> **Task instructions**: Copy out each of the following items word for word, without changing anything.

> **Records for the exercise**:
::::::::::
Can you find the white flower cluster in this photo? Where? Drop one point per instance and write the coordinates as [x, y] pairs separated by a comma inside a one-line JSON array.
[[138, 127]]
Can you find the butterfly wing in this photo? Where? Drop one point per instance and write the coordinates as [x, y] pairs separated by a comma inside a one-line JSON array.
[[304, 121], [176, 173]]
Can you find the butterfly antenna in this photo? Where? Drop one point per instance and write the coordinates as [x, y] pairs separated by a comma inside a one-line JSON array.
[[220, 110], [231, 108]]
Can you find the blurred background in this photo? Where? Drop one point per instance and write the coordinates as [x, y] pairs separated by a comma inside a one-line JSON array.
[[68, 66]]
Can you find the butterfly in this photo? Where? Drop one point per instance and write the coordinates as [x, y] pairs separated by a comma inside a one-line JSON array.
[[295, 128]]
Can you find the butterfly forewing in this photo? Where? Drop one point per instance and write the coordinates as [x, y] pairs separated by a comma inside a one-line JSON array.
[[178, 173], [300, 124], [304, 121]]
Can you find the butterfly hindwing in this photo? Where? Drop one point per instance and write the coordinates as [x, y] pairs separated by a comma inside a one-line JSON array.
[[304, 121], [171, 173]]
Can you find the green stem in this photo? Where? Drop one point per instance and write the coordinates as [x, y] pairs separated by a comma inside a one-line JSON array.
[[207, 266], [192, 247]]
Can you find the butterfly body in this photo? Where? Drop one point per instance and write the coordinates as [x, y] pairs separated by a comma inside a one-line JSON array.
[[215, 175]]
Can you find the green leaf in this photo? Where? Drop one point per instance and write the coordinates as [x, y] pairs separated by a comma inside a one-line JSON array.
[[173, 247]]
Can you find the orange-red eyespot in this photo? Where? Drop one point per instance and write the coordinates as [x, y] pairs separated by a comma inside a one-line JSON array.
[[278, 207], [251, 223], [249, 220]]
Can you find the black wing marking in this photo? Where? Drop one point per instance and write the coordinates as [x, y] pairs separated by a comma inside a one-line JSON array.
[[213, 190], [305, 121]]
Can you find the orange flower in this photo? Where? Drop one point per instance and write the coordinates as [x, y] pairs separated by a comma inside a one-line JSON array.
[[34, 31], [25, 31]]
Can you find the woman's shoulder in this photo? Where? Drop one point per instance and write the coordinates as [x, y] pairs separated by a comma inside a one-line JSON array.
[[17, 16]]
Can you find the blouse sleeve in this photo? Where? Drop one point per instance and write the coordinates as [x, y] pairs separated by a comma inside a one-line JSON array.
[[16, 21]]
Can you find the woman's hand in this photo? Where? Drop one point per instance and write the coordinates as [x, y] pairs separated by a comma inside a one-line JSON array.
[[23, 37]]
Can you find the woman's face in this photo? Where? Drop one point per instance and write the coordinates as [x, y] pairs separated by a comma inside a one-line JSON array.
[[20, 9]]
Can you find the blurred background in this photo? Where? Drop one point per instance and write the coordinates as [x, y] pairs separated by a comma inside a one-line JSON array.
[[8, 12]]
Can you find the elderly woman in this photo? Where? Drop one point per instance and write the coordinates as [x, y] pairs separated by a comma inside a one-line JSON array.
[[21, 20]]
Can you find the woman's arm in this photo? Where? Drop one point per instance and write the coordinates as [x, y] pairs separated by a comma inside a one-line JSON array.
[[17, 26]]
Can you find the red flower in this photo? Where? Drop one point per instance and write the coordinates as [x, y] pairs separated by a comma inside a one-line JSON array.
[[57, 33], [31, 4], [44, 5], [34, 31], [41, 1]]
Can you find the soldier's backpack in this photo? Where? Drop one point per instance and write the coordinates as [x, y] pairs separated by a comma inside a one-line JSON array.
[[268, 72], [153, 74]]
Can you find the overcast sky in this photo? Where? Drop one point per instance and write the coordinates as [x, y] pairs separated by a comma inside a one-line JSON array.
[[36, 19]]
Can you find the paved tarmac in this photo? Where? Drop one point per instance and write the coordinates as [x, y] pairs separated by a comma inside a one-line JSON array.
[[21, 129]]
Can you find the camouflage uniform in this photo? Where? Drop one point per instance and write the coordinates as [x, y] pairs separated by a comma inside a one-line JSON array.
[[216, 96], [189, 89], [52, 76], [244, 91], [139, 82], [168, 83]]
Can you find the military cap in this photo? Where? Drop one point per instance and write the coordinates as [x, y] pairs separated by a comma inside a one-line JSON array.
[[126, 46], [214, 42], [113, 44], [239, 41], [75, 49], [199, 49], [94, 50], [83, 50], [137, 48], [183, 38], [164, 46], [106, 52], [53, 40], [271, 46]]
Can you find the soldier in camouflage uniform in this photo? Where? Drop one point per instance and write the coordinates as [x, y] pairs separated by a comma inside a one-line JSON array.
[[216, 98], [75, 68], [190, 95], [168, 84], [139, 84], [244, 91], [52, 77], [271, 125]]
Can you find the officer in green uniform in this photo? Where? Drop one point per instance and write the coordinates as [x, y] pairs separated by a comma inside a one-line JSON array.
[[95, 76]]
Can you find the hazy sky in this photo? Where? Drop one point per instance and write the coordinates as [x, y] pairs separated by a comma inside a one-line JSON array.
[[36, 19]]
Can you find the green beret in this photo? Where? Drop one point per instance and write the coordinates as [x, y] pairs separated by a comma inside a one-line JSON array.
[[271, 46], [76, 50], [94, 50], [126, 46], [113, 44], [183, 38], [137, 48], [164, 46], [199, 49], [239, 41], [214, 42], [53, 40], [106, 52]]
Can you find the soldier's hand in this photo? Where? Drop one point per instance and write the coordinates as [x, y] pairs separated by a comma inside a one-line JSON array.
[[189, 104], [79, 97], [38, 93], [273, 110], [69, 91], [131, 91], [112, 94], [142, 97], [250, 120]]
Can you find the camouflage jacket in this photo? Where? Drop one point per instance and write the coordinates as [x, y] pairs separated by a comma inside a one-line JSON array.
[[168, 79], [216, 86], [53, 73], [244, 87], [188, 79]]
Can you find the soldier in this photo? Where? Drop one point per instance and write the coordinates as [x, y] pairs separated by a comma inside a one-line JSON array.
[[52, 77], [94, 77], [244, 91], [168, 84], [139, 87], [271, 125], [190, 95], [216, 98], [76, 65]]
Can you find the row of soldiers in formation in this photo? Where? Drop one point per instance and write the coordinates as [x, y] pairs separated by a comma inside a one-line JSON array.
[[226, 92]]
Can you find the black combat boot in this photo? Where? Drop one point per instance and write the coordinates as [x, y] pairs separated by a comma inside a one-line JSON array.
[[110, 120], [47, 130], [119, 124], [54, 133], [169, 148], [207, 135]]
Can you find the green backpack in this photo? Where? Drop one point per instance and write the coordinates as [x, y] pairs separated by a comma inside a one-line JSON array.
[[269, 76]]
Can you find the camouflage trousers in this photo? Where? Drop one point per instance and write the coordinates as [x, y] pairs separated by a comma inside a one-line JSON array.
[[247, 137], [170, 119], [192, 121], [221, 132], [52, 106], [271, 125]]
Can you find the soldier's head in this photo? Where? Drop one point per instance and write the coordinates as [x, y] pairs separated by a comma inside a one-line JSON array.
::::::::::
> **Task response**:
Can you find the white flower cluster in this photo? Where? Drop one point per instance and write the coordinates as [x, y] pairs separated by a comma inside a one-line JSON array.
[[138, 127]]
Can you find the butterfly wing in this photo? Where? Drop one point per instance and write the coordinates as [x, y] pairs separated by a comma inside a one-line JSON array.
[[304, 121], [176, 173]]
Can you find the butterfly antenna in this photo? Where? Drop one point per instance and write the coordinates as [x, y] pairs separated by a comma inside a one-line JSON array.
[[220, 110], [231, 108]]
Can you find the blurred background in this photo? Where? Drop one point per instance and write the coordinates as [x, y] pairs separated by a comma inside a one-line JSON array.
[[68, 66]]
Can you find the butterfly in this photo? Where? Drop one point per instance and write the coordinates as [x, y] pairs separated by a comma inside a one-line JSON array.
[[295, 128]]
Can you find the butterfly forewing in this photo? Where? Drop one point per instance and write the coordinates as [x, y] pairs separated by a comma inside a one-line JSON array.
[[178, 173], [300, 124], [304, 121]]
Can you find the butterfly hindwing in this photo? Where? Drop one point per instance and write the coordinates as [x, y] pairs separated by a comma inside a one-line JSON array.
[[304, 121], [171, 173]]
Can you find the green stem in this photo? Where? Drop one point per instance and write the coordinates as [x, y] pairs separated by a comma inside a one-line JSON array.
[[207, 266], [192, 247]]
Can you find the butterfly body in this photo? Where? Drop one point per instance and write the coordinates as [x, y] pairs separated by a comma inside a one-line JSON array.
[[215, 175]]
Can you find the green leaf in this photo? Where? Drop one point per instance and write the coordinates as [x, y] pairs separated by a comma inside a one-line JSON array.
[[173, 247]]
Can you find the orange-red eyespot in this photo? Where? Drop one point per instance and write the coordinates as [x, y] pairs separated by a comma inside a one-line JSON array.
[[278, 207], [251, 223], [249, 220]]
Can you find the black wing marking in this photo? Where? Drop one point per instance and write the coordinates as [x, y] pairs separated by a comma inside a one-line JSON array.
[[213, 190], [305, 121]]
Can you find the orange flower in this photo? Where? Drop one point per instance and write the coordinates as [x, y] pairs separated by a comma inside a one-line JSON array.
[[34, 31], [25, 31]]
Can you find the woman's shoulder in this photo? Where? Drop one point per instance and write the coordinates as [x, y] pairs separated by a comma inside a one-line JSON array.
[[17, 16]]
Can you find the blouse sleeve in this photo? Where? Drop one point per instance and write the coordinates as [x, y] pairs separated by a comma inside a one-line JSON array.
[[16, 21]]
Can you find the woman's hand in this photo? Where? Drop one point per instance and write the coordinates as [x, y] pairs separated by a comma inside a one-line JSON array.
[[23, 37]]
Can you find the woman's face in this photo? Where? Drop one point per instance and write the coordinates as [x, y] pairs separated by a comma inside a one-line JSON array.
[[20, 9]]
Can you find the blurred background in this photo? Where? Drop one point per instance and write the coordinates as [x, y] pairs separated by a comma inside a one-line JSON array.
[[8, 12]]
Can you find the elderly woman in this photo? Where? Drop one point per instance and write the coordinates as [x, y] pairs separated by a comma inside a one-line JSON array.
[[21, 20]]
Can you find the woman's arm in this photo? Where? Drop one point per instance and write the coordinates as [x, y] pairs separated by a comma inside a one-line JSON array.
[[17, 26]]
Can you find the red flower in this photo? Where? Drop one point per instance and write the coordinates as [x, y] pairs separated by a comma inside a one-line JSON array.
[[57, 33], [31, 4], [44, 5], [34, 31], [41, 1]]
Can you find the soldier's backpack in this photo? Where? Drop one point per instance and write the coordinates as [x, y] pairs separated by a comma inside a one-line JSON array.
[[268, 72], [153, 74]]
Can you find the overcast sky in this photo? Where? Drop one point per instance and write the coordinates as [x, y] pairs separated by a comma inside a one-line JSON array.
[[36, 19]]
Can you find the paved tarmac in this photo? Where? Drop one point per instance and write the coordinates as [x, y] pairs separated by a comma inside a one-line JSON array.
[[21, 129]]
Can you find the camouflage uniform in this photo? Where? Drop one point per instance and write the coordinates as [x, y] pairs separated by a comma inside a one-line JSON array.
[[216, 96], [189, 89], [52, 76], [244, 91], [139, 82], [168, 83]]
Can you find the military cap in this photo? Where? Drop one point per instance and write the coordinates as [x, y] pairs separated by a comma inside a one-line JSON array.
[[126, 46], [214, 42], [113, 44], [239, 41], [75, 49], [199, 49], [94, 50], [83, 50], [137, 48], [183, 38], [164, 46], [106, 52], [53, 40], [271, 46]]
Can you find the soldier in camouflage uniform in this photo? Where? Drop one point per instance and write the coordinates as [x, y] pairs separated by a comma inside a one-line JSON array.
[[216, 98], [75, 68], [190, 95], [168, 84], [139, 84], [244, 91], [52, 77], [271, 125]]
Can you find the officer in green uniform in this photo? Where? Drop one point per instance and write the coordinates as [x, y] pairs separated by a comma inside a one-line JSON array.
[[95, 76]]
Can you find the hazy sky in this photo? Where? Drop one point per instance and write the coordinates as [x, y] pairs separated by a comma inside a one-line JSON array.
[[36, 19]]
Can you find the green beret in this photo? Where? Drop one point per instance and write the coordinates as [x, y] pairs separated by a comma inside a one-line JSON array.
[[271, 46], [76, 50], [94, 50], [126, 46], [113, 44], [183, 38], [137, 48], [164, 46], [199, 49], [239, 41], [214, 42], [53, 40], [106, 52]]
Can you find the soldier's hand in this photo? Where? Drop one point per instance and write the coordinates as [x, y] pairs separated by a comma inside a one-line JSON array.
[[189, 104], [79, 97], [38, 93], [273, 110], [69, 91], [131, 91], [112, 94], [142, 97], [250, 120]]
Can you find the camouflage jacket in this photo? Where? Drop one point per instance and write the coordinates as [x, y] pairs separated by a comma inside a one-line JSON array.
[[168, 79], [216, 86], [53, 73], [244, 87], [188, 79]]
Can you find the soldier in this photo? Where? Drop one point per instance and write the coordinates as [x, y] pairs separated by a comma inside a one-line JSON array.
[[52, 77], [94, 77], [244, 91], [168, 84], [139, 87], [271, 125], [190, 95], [216, 98], [76, 65]]
Can you find the row of soldiers in formation in this photo? Where? Drop one point per instance and write the coordinates as [x, y] pairs separated by a comma inside a one-line JSON array.
[[226, 92]]
Can you find the black combat boot in this photo? Where? Drop one point per instance and write the coordinates as [x, y] pairs separated by a comma inside a one-line JSON array.
[[110, 120], [47, 130], [119, 124], [54, 133], [169, 148], [207, 135]]
Can you find the green backpack in this photo? Where? Drop one point per instance and write the coordinates as [x, y] pairs separated by a comma inside a one-line JSON array.
[[269, 76]]
Can you find the camouflage trousers in this photo? Where? Drop one point per instance and write the coordinates as [x, y] pairs separated by a comma inside a one-line JSON array.
[[247, 137], [170, 119], [192, 121], [221, 132], [52, 106], [271, 125]]
Can you find the soldier's head in this photo? Where? Drop one point per instance and write the coordinates as [x, y] pairs separated by a comma inside a one-line JSON array.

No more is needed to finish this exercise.